───── EXTRACTED MATERIAL

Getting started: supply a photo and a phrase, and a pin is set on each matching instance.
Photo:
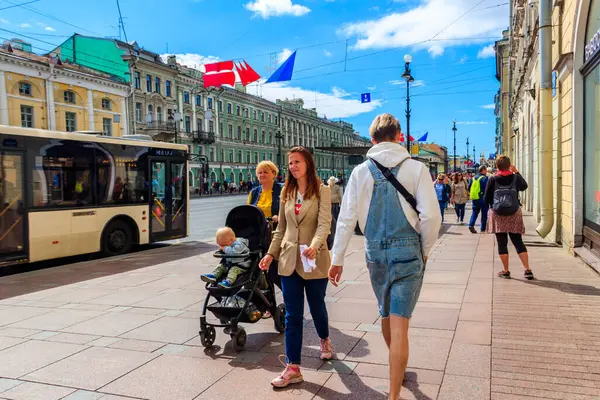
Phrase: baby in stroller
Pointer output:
(229, 268)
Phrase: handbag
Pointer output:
(392, 179)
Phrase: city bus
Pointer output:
(70, 193)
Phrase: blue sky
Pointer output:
(449, 40)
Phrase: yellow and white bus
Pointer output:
(64, 194)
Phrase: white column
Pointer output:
(91, 110)
(124, 120)
(3, 101)
(50, 105)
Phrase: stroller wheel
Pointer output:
(279, 318)
(238, 340)
(207, 336)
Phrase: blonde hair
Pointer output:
(270, 165)
(224, 233)
(384, 128)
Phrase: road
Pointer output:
(207, 214)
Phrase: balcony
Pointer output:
(204, 137)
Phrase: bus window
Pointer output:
(122, 174)
(62, 175)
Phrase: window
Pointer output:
(27, 117)
(138, 112)
(121, 175)
(71, 122)
(188, 124)
(107, 126)
(69, 97)
(62, 175)
(25, 89)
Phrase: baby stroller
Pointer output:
(252, 294)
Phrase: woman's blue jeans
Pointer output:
(293, 288)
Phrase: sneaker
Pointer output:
(208, 278)
(326, 349)
(289, 375)
(225, 284)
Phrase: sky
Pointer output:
(344, 48)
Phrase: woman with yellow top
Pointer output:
(266, 197)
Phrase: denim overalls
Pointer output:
(393, 250)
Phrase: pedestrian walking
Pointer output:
(459, 196)
(300, 246)
(476, 192)
(267, 196)
(505, 214)
(442, 191)
(393, 200)
(336, 196)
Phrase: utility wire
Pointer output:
(18, 5)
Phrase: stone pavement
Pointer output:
(473, 336)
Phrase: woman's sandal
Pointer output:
(504, 274)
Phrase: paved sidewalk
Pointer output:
(473, 336)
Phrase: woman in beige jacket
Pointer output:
(304, 224)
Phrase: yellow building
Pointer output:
(40, 92)
(572, 179)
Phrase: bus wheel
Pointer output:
(117, 239)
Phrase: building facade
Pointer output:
(574, 175)
(43, 92)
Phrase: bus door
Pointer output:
(13, 218)
(169, 199)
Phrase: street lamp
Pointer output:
(454, 130)
(408, 77)
(177, 119)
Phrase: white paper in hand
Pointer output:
(308, 264)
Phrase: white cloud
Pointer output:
(284, 55)
(333, 105)
(486, 52)
(472, 123)
(275, 8)
(192, 60)
(402, 82)
(418, 25)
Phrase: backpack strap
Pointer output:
(392, 179)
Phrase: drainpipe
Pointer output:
(545, 151)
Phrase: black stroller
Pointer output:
(252, 294)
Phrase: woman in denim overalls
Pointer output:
(397, 239)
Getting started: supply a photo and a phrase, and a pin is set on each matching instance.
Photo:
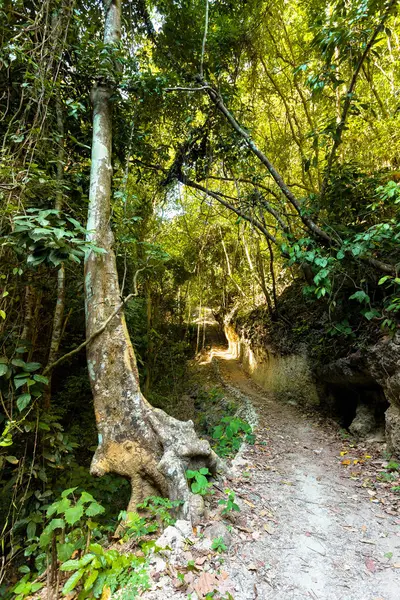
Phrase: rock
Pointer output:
(171, 538)
(217, 530)
(364, 421)
(392, 416)
(197, 508)
(184, 527)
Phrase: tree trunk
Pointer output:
(58, 316)
(136, 441)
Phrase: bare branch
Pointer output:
(349, 95)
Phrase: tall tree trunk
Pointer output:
(58, 316)
(137, 441)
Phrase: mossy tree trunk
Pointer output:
(137, 441)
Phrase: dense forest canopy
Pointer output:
(163, 157)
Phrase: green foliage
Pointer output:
(44, 236)
(99, 569)
(230, 434)
(69, 525)
(161, 509)
(200, 485)
(229, 503)
(393, 466)
(218, 545)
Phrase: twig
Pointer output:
(203, 46)
(183, 89)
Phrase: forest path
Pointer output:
(311, 532)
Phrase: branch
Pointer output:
(218, 102)
(94, 335)
(349, 95)
(183, 89)
(186, 181)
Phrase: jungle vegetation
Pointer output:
(159, 157)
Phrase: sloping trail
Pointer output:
(321, 537)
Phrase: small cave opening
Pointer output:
(357, 408)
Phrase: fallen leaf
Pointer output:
(206, 584)
(268, 528)
(369, 563)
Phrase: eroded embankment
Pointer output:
(307, 528)
(361, 391)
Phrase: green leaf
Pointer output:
(23, 401)
(360, 296)
(17, 362)
(71, 565)
(31, 530)
(74, 514)
(72, 581)
(86, 498)
(94, 509)
(67, 492)
(30, 367)
(90, 580)
(19, 382)
(3, 369)
(65, 551)
(383, 279)
(41, 379)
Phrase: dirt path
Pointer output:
(311, 533)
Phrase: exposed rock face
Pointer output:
(288, 377)
(360, 384)
(364, 422)
(378, 364)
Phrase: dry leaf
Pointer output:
(250, 503)
(106, 595)
(268, 528)
(369, 563)
(206, 584)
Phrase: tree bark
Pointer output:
(58, 316)
(136, 441)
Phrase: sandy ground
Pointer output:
(313, 534)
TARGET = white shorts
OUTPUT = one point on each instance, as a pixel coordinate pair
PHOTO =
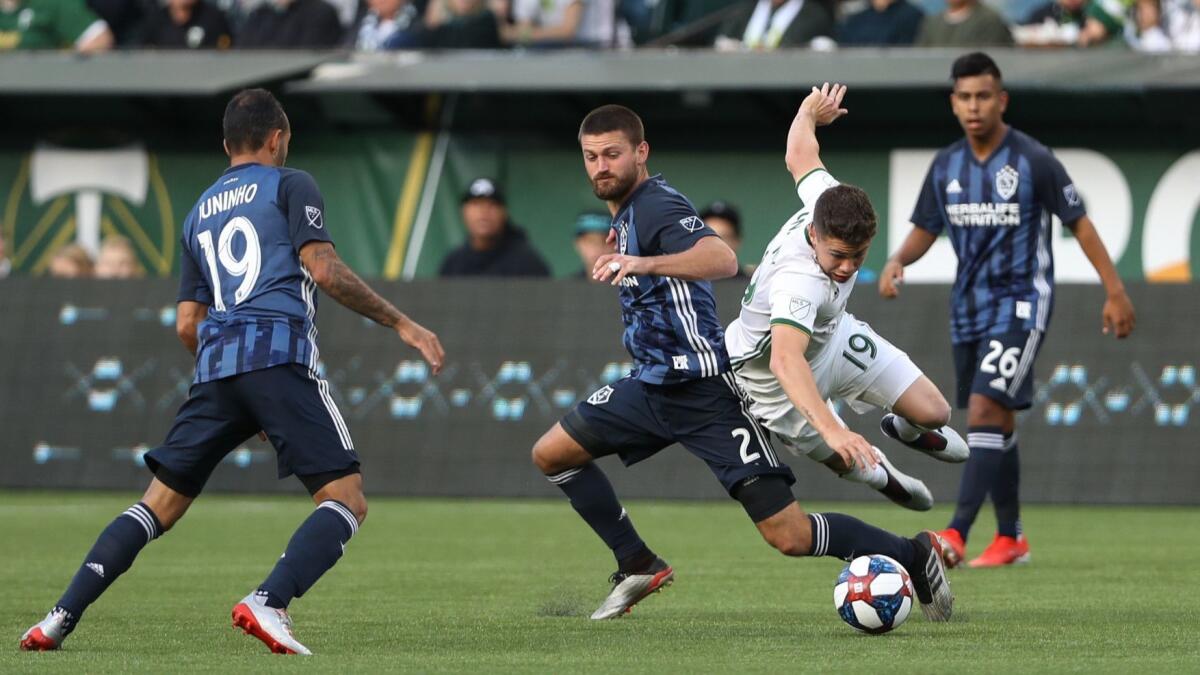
(857, 366)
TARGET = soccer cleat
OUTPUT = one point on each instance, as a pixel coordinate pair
(929, 579)
(954, 548)
(903, 489)
(269, 625)
(1003, 550)
(48, 633)
(943, 444)
(629, 589)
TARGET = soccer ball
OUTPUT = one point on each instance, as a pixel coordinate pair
(874, 593)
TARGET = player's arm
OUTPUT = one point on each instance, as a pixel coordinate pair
(795, 375)
(189, 315)
(1119, 315)
(819, 108)
(916, 245)
(708, 258)
(340, 282)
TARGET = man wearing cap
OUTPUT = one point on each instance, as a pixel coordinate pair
(591, 240)
(495, 246)
(724, 219)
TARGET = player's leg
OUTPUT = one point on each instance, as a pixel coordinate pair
(205, 429)
(293, 407)
(795, 533)
(615, 419)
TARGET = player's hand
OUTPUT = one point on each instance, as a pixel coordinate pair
(825, 105)
(852, 448)
(615, 267)
(1119, 317)
(423, 340)
(891, 279)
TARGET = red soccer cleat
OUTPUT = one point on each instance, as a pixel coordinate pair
(954, 549)
(1003, 550)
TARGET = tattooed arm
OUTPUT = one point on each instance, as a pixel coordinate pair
(340, 282)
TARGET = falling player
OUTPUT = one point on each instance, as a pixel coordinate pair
(993, 192)
(255, 251)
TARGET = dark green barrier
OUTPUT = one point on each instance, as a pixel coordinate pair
(93, 374)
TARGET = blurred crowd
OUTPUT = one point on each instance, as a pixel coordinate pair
(369, 25)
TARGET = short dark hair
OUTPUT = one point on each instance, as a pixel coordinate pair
(613, 118)
(975, 64)
(845, 213)
(251, 115)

──────────

**TRY IT**
Once the pictures are set aside, repeat the data above exactly as written.

**RESULT OF THIS TASK**
Getting started: supply a photo and a phrase, and a pin is set on each matching instance.
Photo:
Phrase: baby in stroller
Pointer output:
(229, 268)
Phrase: handbag
Pointer output:
(392, 179)
Phrase: city bus
Pointer output:
(70, 193)
Phrase: blue sky
Pointer output:
(449, 40)
Phrase: yellow and white bus
Pointer output:
(64, 194)
Phrase: white column
Pointer output:
(91, 110)
(124, 120)
(3, 101)
(50, 105)
Phrase: stroller wheel
Pointer output:
(279, 318)
(238, 340)
(207, 336)
Phrase: blonde hair
Pointer output:
(270, 165)
(224, 233)
(384, 128)
Phrase: road
Pointer output:
(207, 214)
Phrase: balcony
Pointer output:
(204, 137)
Phrase: bus window
Pointer output:
(122, 174)
(62, 175)
Phrase: window
Pointer output:
(27, 117)
(138, 112)
(121, 175)
(71, 122)
(188, 124)
(107, 126)
(69, 97)
(62, 175)
(25, 89)
Phrase: baby stroller
Pointer output:
(252, 294)
Phrase: woman's blue jeans
Pointer output:
(293, 288)
Phrase: sneaker
Pointer output:
(208, 278)
(326, 349)
(289, 375)
(225, 284)
Phrase: sky
Pointer output:
(344, 48)
Phrase: woman with yellow top
Pointer output:
(266, 197)
Phrase: denim overalls
Pointer output:
(393, 250)
Phrase: pedestrian walking
Pointer output:
(459, 196)
(300, 246)
(476, 192)
(267, 196)
(505, 214)
(442, 191)
(393, 200)
(336, 196)
Phrase: utility wire
Pointer output:
(18, 5)
Phrase: stone pavement
Pointer output:
(473, 336)
Phrase: woman's sandal
Pointer output:
(504, 274)
Phrase: paved sidewalk
Pointer output:
(473, 336)
Phrase: woman in beige jacket
Pointer output:
(304, 224)
Phrase: yellow building
Pointer output:
(40, 92)
(572, 179)
Phrase: bus wheel
Pointer output:
(117, 239)
Phrase: building facade
Pointer output:
(574, 175)
(43, 92)
Phrase: bus door
Pointer output:
(13, 218)
(169, 199)
Phrase: street lamp
Pointer output:
(454, 130)
(408, 77)
(177, 119)
Phrase: white paper in hand
Pointer output:
(308, 264)
Phrase: white cloud
Pointer output:
(284, 55)
(333, 105)
(486, 52)
(472, 123)
(275, 8)
(192, 60)
(402, 82)
(418, 25)
Phrase: backpack strap
Pointer output:
(392, 179)
Phrase: drainpipe
Pointer output:
(545, 151)
Phrase: black stroller
Pointer output:
(252, 294)
Phrase: woman in denim overalls
Pointer output:
(397, 239)
Getting started: supply a photo and a phrase, and a pin is set on each matching instance.
Photo:
Phrase: rock
Pointer output:
(171, 538)
(217, 530)
(364, 421)
(392, 416)
(197, 508)
(184, 527)
Phrase: tree trunk
Pointer output:
(58, 316)
(136, 441)
Phrase: bare branch
Pointer output:
(349, 95)
Phrase: tall tree trunk
Pointer output:
(58, 316)
(137, 441)
Phrase: mossy tree trunk
Pointer output:
(137, 441)
Phrase: dense forest canopy
Pointer output:
(163, 157)
Phrase: green foliage
Pointer output:
(44, 236)
(99, 569)
(230, 434)
(69, 525)
(161, 509)
(200, 485)
(229, 503)
(393, 466)
(218, 545)
Phrase: twig
Pointer output:
(203, 46)
(183, 89)
Phrase: forest path
Pointer output:
(311, 532)
Phrase: branch
Pointer output:
(218, 102)
(94, 335)
(349, 95)
(183, 89)
(186, 181)
Phrase: jungle vegetation
Pointer output:
(159, 157)
Phrase: sloping trail
Pointer output:
(321, 537)
Phrase: small cave opening
Pointer output:
(357, 408)
Phrase: fallen leaf
Pointer output:
(206, 584)
(268, 528)
(369, 563)
Phrase: eroded embankment
Pointer output:
(307, 528)
(361, 391)
Phrase: green leaf
Pointer output:
(23, 401)
(360, 296)
(17, 362)
(71, 565)
(31, 530)
(74, 514)
(72, 581)
(86, 498)
(94, 509)
(67, 492)
(30, 367)
(90, 580)
(19, 382)
(3, 369)
(65, 551)
(383, 279)
(41, 379)
Phrase: dirt path
Pointer output:
(311, 533)
Phrase: exposed rock face
Pointer output:
(288, 377)
(360, 384)
(364, 422)
(378, 364)
Phrase: dry leaf
Pointer output:
(250, 503)
(106, 595)
(268, 528)
(369, 563)
(206, 584)
Phrase: tree bark
Pointer output:
(58, 316)
(136, 441)
Phrase: sandy ground
Pointer output:
(313, 534)
TARGET = white shorts
OUTPUT = one point on each instance, as a pixel coordinate pair
PHOTO =
(857, 366)
TARGET = soccer cleat
OUTPUT = one point on each instance, as a pixel coordinate pair
(929, 579)
(954, 548)
(903, 489)
(269, 625)
(1003, 550)
(48, 633)
(943, 444)
(629, 589)
TARGET = soccer ball
OUTPUT = one point on each instance, as a pixel coordinate pair
(874, 593)
TARGET = player's arm
OUTPUT = one point on each instance, as a pixel coordinate pair
(795, 375)
(189, 315)
(1119, 315)
(819, 108)
(916, 245)
(708, 258)
(340, 282)
TARGET = man wearing cap
OUTPUT = one point on each instance, as a pixel coordinate pair
(591, 240)
(495, 246)
(724, 219)
TARGET = player's leg
OUTPUT = one point on each instance, as a pixel coordinate pair
(205, 429)
(293, 407)
(795, 533)
(615, 419)
TARGET = player's hand
OUTPUT = one point on each instance, as a pixel coordinate pair
(825, 105)
(852, 448)
(615, 267)
(1119, 317)
(423, 340)
(891, 279)
TARGET = red soccer cleat
OUTPUT = one point on each instance, as a pixel coordinate pair
(954, 549)
(1003, 550)
TARGET = tattooed arm
OUTPUT = one point on each instance, as a pixel coordinate pair
(340, 282)
TARGET = falling player
OUTPUT = one point on each instance, as a pixel coordinate pair
(993, 192)
(255, 251)
TARGET = dark green barrier
OUTPUT = one point on each instance, as a pixel coordinate pair
(93, 374)
TARGET = blurred crowd
OUTPUT = one point on each instance, as a pixel coordinate pair
(369, 25)
TARGET = short dark hair
OUTPUT = one point on each instance, as a pixel coordinate pair
(613, 118)
(975, 64)
(845, 213)
(251, 115)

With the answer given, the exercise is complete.